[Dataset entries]
** BEGIN **
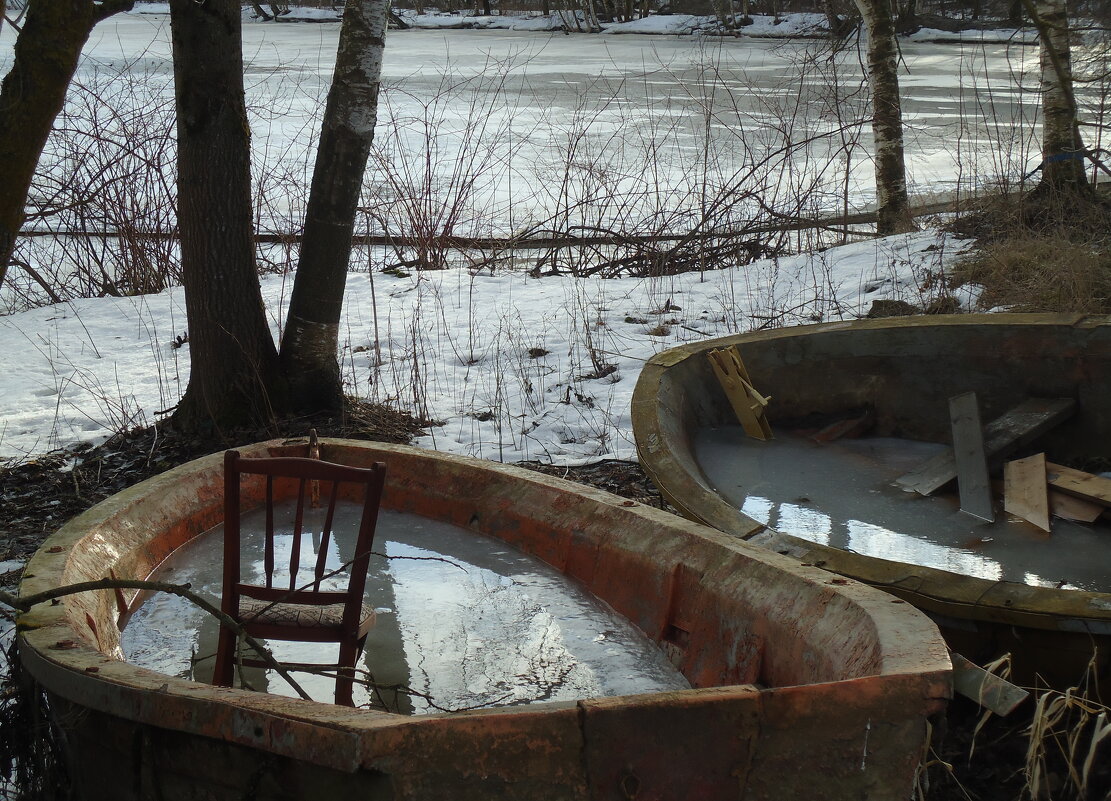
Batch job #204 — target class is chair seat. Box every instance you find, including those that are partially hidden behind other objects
[239,598,374,633]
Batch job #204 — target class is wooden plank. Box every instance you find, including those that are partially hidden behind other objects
[1003,453,1049,531]
[949,651,1030,715]
[707,346,772,440]
[949,392,995,522]
[895,398,1077,495]
[1045,462,1111,507]
[1049,490,1103,523]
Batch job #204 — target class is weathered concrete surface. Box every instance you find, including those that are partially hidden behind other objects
[19,440,951,801]
[632,314,1111,688]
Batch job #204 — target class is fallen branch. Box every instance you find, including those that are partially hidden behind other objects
[0,579,312,701]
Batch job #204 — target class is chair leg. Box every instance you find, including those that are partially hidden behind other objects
[212,624,236,687]
[336,642,359,707]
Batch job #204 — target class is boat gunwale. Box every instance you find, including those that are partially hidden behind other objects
[17,439,951,772]
[632,313,1111,635]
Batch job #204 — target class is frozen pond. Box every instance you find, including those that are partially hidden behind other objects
[694,427,1111,592]
[123,507,689,714]
[0,14,1057,234]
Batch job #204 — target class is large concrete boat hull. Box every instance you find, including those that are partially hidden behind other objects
[632,314,1111,688]
[19,440,951,801]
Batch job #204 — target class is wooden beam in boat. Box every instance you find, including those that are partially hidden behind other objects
[949,392,995,523]
[1049,490,1104,523]
[1045,462,1111,507]
[895,398,1077,495]
[1003,453,1049,532]
[707,346,772,440]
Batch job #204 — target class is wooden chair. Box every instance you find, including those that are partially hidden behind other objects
[212,451,386,707]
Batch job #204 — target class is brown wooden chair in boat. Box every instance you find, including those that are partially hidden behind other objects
[212,451,386,705]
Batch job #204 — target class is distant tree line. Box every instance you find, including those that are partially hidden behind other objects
[257,0,1109,24]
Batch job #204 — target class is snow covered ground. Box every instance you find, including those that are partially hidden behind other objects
[0,3,1057,463]
[0,231,972,464]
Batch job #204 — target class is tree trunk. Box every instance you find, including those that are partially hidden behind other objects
[1025,0,1089,193]
[895,0,918,33]
[281,0,388,411]
[170,0,284,435]
[0,0,131,284]
[857,0,914,234]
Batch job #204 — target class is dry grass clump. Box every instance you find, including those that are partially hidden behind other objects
[951,189,1111,313]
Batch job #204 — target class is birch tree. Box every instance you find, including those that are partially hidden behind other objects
[0,0,133,284]
[1023,0,1089,193]
[855,0,914,234]
[170,0,387,434]
[281,0,387,409]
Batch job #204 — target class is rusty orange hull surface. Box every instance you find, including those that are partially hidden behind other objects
[19,440,951,801]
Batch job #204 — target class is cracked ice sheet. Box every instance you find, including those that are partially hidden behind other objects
[0,231,975,464]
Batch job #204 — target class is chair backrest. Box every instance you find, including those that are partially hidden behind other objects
[223,451,386,620]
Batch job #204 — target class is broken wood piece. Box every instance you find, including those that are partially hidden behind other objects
[949,392,995,523]
[1003,453,1049,532]
[949,651,1030,715]
[707,346,772,440]
[810,409,875,443]
[1049,490,1103,523]
[1045,462,1111,507]
[895,398,1077,495]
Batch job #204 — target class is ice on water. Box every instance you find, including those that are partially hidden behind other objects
[123,507,688,714]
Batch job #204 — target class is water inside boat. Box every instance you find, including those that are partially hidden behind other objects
[692,427,1111,592]
[122,504,690,714]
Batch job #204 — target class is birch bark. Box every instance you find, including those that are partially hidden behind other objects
[1024,0,1089,192]
[281,0,388,410]
[855,0,915,234]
** END **
Reproduce every line of the data above verbatim, omitting the pictures from your output.

● EXPECTED OUTPUT
Batch job #204 — target class is chair seat. Box every instance you find, including those that are partially hidden behind other objects
[239,598,374,633]
Batch job #204 — target class is wooden plank. Box every instance you find, including those that are partially hidden behind other objects
[1003,453,1049,531]
[949,651,1030,715]
[707,346,772,440]
[949,392,995,522]
[895,398,1077,495]
[1045,462,1111,507]
[1049,490,1103,523]
Batch job #204 — target class is weathered concrete surface. Box every instance you find, including those that are partially hidden behind other objects
[19,440,951,801]
[632,314,1111,688]
Batch job #204 — target class is fallen branch. Box every instance you find, including those that are partially hidden behind other objects
[0,579,312,701]
Batch job #204 — target class is chair leg. Box every instance you find, including those that are partially hidden behind other objects
[212,624,236,687]
[336,642,359,707]
Batch job #204 — target class is boat gunwale. Box every instance you find, including those that are partially hidden behind other objects
[17,439,951,772]
[632,313,1111,635]
Batch job #204 — target class is frozen pond. Box every instance you find, including those that are partially hidden behind other objects
[694,427,1111,592]
[123,507,689,714]
[0,14,1057,234]
Batch job #204 — target class is large concrete boat hull. Box every instance you find, including those that are partially hidden behind other objects
[632,314,1111,688]
[19,440,951,801]
Batch job #204 — target class is wooden beam in boat. Box every instance you find, including those that are partially hidden behind other objects
[949,392,995,523]
[1049,490,1104,523]
[1045,462,1111,507]
[895,398,1077,495]
[1003,453,1049,532]
[707,346,772,440]
Batch job #204 — target class is wooden chair. Box every instance you find, including those that are partially hidden behind other objects
[212,451,386,707]
Batch job #204 — target class is brown wooden chair in boat. Box every instance you find, including those that are partially hidden behind other objects
[212,451,386,705]
Batch job #204 — target class is distant tree line. Box every instance you find, including those that are partially hidden behind other objects
[257,0,1109,24]
Batch job #204 — target class is snow covered ground. Box every instance you find, including those that are partially hidden behind other objects
[0,3,1057,463]
[0,231,972,464]
Batch job #204 — target class is tree trunk. Box every instance you find, including those that are partially hidden behind other objects
[1025,0,1089,193]
[895,0,918,33]
[281,0,388,411]
[170,0,284,435]
[0,0,131,284]
[857,0,914,234]
Batch job #204 — target class is dry grass clump. Box every instance you find, including those that are partially hidden behind other objects
[951,189,1111,313]
Batch job #204 — target class is birch tree. Box every instance you find, including those that are partially hidden behind other objects
[0,0,133,284]
[1023,0,1089,193]
[855,0,914,234]
[170,0,387,434]
[281,0,387,409]
Batch job #204 — target class is rusty orange hull surface. Box every instance you find, including those that are partially hidden behind other objects
[19,440,951,801]
Batch job #204 — target class is cracked ice sheet. Box every instance you find, including those that are partially hidden behind other objects
[0,231,975,464]
Batch job #204 — target class is chair backrest. Box every instance you find, including those that are partially hidden behind other objects
[223,451,386,620]
Batch job #204 — target class is broken wood piece. Box every instance you find, including those that are partially hidden behind other objects
[949,392,995,523]
[1003,453,1049,532]
[949,651,1030,715]
[707,346,772,440]
[810,409,875,443]
[1049,490,1103,523]
[1045,462,1111,507]
[895,398,1077,495]
Batch job #204 — target class is ice on water. Box every instance you find, including those that are partially hidden behind other objects
[123,507,688,714]
Batch job #204 — target class is water inside boat. Box every instance you find, including those that are partially hidden behind other objects
[692,427,1111,592]
[122,504,690,714]
Batch job #204 — target class is birch bark. Box every instance you find, including those that are partially hidden behind other objects
[1024,0,1089,192]
[281,0,388,410]
[855,0,915,234]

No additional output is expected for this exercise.